- • As a brand, do you have an agency managing your AdWords account?
- • Do you have access to your account?
- • Are you running Google Display Network campaigns?
- • Does the monthly spend in the AdWords UI equal the same spend on your agency invoice?
If you answered “no” to the second question, that’s a whole different issue. You should have access to your AdWords data. If you answered “yes” to all the above, I guarantee your agency is taking a higher margin for the AdWords campaigns than what’s in your agency agreement…. let me break it down for you.
By running display campaigns in AdWords, brands are exposed to fraudulent click activity. Don’t get me wrong. It happens in search and display. Display is just much more rampant. It occurs in AdWords, publisher direct buys, programmatic buys… everywhere. It’s the nature of the beast. The difference is buys outside of AdWords allow brands to layer on 3rd party ad fraud tools, like Integral Ad Science, designed to block bot activity. AdWords doesn’t have that. What it does have is an automated internal system that monitors and filters out invalid click activity, including spend in the UI. It even reports on the invalid click activity in a separate column in AdWords. What it doesn’t do is catch all invalid activity the first time around.

#### [EXERCISES TO COMPLETE]
[1] Answer these about the AdWords passage above, one line each:
(a) Which third-party ad fraud tool does it name as an example?
(b) Is fraudulent click activity more rampant in search or in display?
(c) Where does AdWords report on invalid click activity?
[2] Reproduce the AdWords passage starting with "By running display" and going on through "first time around.".

#### [DATASET EXTRACT]

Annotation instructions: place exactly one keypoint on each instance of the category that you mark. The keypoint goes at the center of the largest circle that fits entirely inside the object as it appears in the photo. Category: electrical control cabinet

#### [RESULTS FOR EACH TASK]
[1]
(a) Integral Ad Science
(b) Display
(c) In a separate column in AdWords

[2]
By running display campaigns in AdWords, brands are exposed to fraudulent click activity. Don’t get me wrong. It happens in search and display. Display is just much more rampant. It occurs in AdWords, publisher direct buys, programmatic buys… everywhere. It’s the nature of the beast. The difference is buys outside of AdWords allow brands to layer on 3rd party ad fraud tools, like Integral Ad Science, designed to block bot activity. AdWords doesn’t have that. What it does have is an automated internal system that monitors and filters out invalid click activity, including spend in the UI. It even reports on the invalid click activity in a separate column in AdWords. What it doesn’t do is catch all invalid activity the first time around.